- [Extrait à lire]
SOUVENIR D’ENFANCE

C’était la guerre , pendant les années 40 peut-être en 42 ou 43…. en gros , j’avais dix ans où je m’en approchais. Je suis conscient que c’est un épisode tout à fait banal mais qui mérite d’être conté simplement pour le rapport qu’on peut faire entre les enfants de 10 ans actuels et l’enfant du même âge que j’étais.

Pour me requinquer ( c’était une période de privations) ma mère m’envoyait pendant les grandes vacances passer une semaine ou plutôt deux à Bonneville -Aptot, dans la petite chaumière de ma tante. Une véritable aventure simplement pour s’y rendre . Le train que nous prenions à Petit-Couronne très tôt le matin, toutes les petites stations pour arriver a St Léger – Boissey et là 4 bons kilomètres à pied pour se rendre chez ma tante Madeleine.

Le soir, ma mère repartait et je me retrouvais seul avec Madeleine dans la journée et le père Duboc le soir qui rentrait au moins une fois sur deux complètement bourré et agressif. Aucun confort, bien entendu et la lampe à pétrole le soir et les bougies. La tante Madeleine avait à cette époque une vache. Comme le terrain devait être insuffisant pour la nourrir, il fallait aller la faire paître le long des sentiers communaux, et dans un petit pré où elle la mettait au « tiers ». C’est-à-dire attachée et toutes les 3 ou 4 heures, il fallait la déplacer pour qu’elle puisse brouter le plus économiquement possible. Il fallait aussi la traire. Deux fois par jour si mes souvenirs sont exacts. Le rapport devait être bien mince mais ce dont je bénéficiais c’était d’un grand bol de lait tous les matins, accompagné de tartines coupées dans un grand pain de six livres ( si ça n’était pas douze. Malgré le manque de distraction et la solitude, j’étais  heureux car nôtre tante était pleine de sollicitude à mon égard.

- [Matériel]
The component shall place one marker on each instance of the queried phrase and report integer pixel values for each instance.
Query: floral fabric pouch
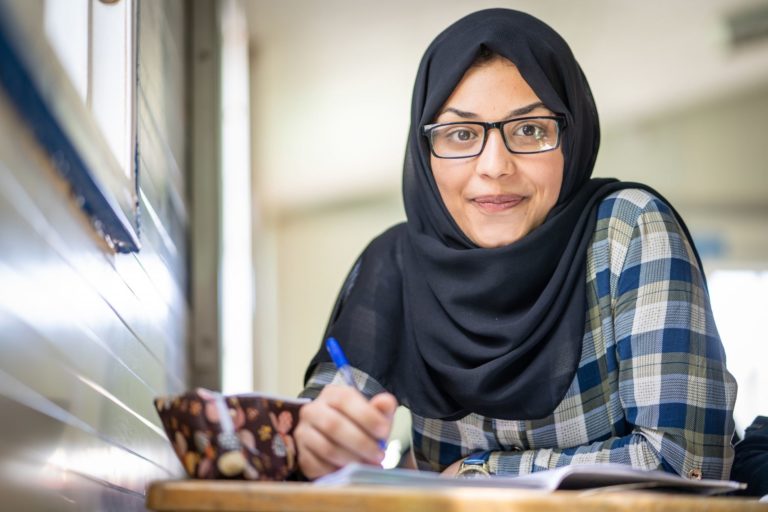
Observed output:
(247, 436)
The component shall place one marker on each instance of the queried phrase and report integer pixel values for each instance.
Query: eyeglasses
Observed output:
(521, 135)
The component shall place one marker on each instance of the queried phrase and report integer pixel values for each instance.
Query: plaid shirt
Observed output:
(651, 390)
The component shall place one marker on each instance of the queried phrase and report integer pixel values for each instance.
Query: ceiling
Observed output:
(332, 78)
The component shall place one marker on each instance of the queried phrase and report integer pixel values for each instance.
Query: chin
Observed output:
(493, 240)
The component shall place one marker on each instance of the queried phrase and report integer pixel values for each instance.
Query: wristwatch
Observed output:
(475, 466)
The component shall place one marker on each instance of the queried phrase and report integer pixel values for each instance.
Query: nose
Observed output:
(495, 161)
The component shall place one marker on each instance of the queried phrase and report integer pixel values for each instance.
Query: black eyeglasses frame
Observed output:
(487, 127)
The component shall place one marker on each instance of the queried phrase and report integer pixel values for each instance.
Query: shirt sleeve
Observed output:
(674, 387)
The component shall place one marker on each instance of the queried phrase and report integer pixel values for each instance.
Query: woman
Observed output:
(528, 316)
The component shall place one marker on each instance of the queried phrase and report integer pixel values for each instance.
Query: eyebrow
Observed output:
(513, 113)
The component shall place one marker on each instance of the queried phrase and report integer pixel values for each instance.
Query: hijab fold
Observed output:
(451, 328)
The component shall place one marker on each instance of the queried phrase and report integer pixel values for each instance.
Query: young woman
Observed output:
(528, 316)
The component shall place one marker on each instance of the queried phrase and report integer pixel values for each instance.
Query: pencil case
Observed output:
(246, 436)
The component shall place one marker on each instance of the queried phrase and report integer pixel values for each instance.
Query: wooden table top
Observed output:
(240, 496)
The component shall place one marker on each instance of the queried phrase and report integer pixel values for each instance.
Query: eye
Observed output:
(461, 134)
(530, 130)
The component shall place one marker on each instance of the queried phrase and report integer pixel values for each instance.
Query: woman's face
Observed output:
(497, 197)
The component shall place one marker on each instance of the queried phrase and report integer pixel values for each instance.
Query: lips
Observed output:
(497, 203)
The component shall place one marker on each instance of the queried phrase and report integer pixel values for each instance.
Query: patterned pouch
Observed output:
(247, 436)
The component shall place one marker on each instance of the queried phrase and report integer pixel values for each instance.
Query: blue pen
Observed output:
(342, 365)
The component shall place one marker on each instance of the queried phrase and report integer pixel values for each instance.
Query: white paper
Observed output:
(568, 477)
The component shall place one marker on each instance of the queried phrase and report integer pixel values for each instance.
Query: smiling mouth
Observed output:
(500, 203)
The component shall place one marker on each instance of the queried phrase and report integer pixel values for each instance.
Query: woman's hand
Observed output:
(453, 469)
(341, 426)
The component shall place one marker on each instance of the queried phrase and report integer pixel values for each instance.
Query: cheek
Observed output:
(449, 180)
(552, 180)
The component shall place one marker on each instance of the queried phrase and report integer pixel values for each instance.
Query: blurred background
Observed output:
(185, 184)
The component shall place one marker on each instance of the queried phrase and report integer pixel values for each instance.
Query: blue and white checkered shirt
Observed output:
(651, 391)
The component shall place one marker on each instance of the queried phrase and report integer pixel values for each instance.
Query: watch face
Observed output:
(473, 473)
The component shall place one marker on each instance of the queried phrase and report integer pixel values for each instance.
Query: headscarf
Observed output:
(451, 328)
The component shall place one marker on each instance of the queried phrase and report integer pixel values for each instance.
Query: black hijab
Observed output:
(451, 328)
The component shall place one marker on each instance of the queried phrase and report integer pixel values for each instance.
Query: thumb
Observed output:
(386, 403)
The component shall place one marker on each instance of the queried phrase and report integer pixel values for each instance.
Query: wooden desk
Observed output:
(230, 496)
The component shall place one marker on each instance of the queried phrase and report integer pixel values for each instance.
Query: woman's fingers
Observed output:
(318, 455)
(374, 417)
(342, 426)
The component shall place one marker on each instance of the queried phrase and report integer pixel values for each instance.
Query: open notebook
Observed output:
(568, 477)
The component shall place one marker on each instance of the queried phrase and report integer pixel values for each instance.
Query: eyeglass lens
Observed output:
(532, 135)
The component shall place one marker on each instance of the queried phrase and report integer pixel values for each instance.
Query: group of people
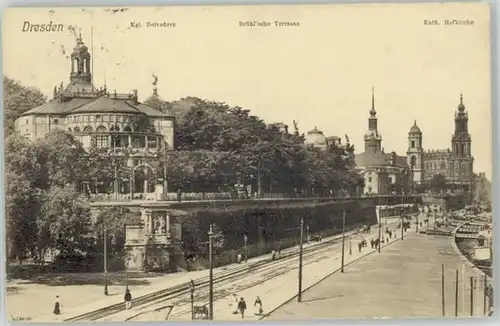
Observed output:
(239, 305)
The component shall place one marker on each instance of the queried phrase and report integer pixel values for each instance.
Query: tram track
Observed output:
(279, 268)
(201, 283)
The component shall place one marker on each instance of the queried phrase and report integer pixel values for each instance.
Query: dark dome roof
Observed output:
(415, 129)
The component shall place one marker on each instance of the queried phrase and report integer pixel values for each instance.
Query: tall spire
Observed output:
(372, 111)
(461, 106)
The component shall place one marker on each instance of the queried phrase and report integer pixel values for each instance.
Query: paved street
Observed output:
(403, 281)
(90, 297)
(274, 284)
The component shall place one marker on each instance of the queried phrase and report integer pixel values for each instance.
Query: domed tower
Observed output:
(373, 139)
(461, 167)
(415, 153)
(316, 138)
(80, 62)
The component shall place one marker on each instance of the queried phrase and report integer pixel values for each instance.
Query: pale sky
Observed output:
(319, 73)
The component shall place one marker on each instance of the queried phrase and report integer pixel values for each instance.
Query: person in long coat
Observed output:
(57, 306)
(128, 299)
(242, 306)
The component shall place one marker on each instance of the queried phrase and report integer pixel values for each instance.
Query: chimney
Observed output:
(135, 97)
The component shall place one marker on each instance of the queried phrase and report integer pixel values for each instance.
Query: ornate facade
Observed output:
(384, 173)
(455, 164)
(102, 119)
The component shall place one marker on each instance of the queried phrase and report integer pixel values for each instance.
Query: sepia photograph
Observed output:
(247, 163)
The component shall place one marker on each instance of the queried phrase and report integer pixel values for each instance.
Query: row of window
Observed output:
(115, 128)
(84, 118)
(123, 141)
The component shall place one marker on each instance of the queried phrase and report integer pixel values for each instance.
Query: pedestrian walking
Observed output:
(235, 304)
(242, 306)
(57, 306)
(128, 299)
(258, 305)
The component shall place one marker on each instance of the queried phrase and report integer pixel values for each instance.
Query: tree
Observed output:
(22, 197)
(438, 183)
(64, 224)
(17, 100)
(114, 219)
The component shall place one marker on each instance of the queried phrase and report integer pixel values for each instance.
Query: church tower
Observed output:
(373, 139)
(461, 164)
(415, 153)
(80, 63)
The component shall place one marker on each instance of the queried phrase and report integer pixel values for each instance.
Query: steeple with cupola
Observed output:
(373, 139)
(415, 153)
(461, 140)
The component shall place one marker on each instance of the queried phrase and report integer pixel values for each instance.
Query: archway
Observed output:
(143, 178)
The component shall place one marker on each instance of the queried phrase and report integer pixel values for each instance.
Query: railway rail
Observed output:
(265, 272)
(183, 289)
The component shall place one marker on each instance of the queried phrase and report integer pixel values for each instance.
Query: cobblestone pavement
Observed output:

- [Consigne écrite 1] Recopiez le souvenir d'enfance de « SOUVENIR D’ENFANCE » à « âge que j’étais. ».
- [Consigne écrite 2] Dans le souvenir d'enfance, à quelle station descendait-on du train avant de marcher jusqu'à chez la tante Madeleine ?
- [Consigne écrite 3] Résumez le souvenir d'enfance en deux phrases.

- [Résultat 1]
SOUVENIR D’ENFANCE

C’était la guerre , pendant les années 40 peut-être en 42 ou 43…. en gros , j’avais dix ans où je m’en approchais. Je suis conscient que c’est un épisode tout à fait banal mais qui mérite d’être conté simplement pour le rapport qu’on peut faire entre les enfants de 10 ans actuels et l’enfant du même âge que j’étais.

- [Résultat 2] À St Léger – Boissey, d'où il restait 4 bons kilomètres à pied.

- [Résultat 3] Pendant la guerre, vers l'âge de dix ans, l'enfant était envoyé par sa mère pour une ou deux semaines de vacances chez sa tante Madeleine à Bonneville-Aptot, après un trajet en train puis 4 kilomètres à pied. Sans aucun confort, il fallait faire paître et traire la vache de la tante, mais malgré la solitude l'enfant était heureux grâce à la sollicitude de sa tante.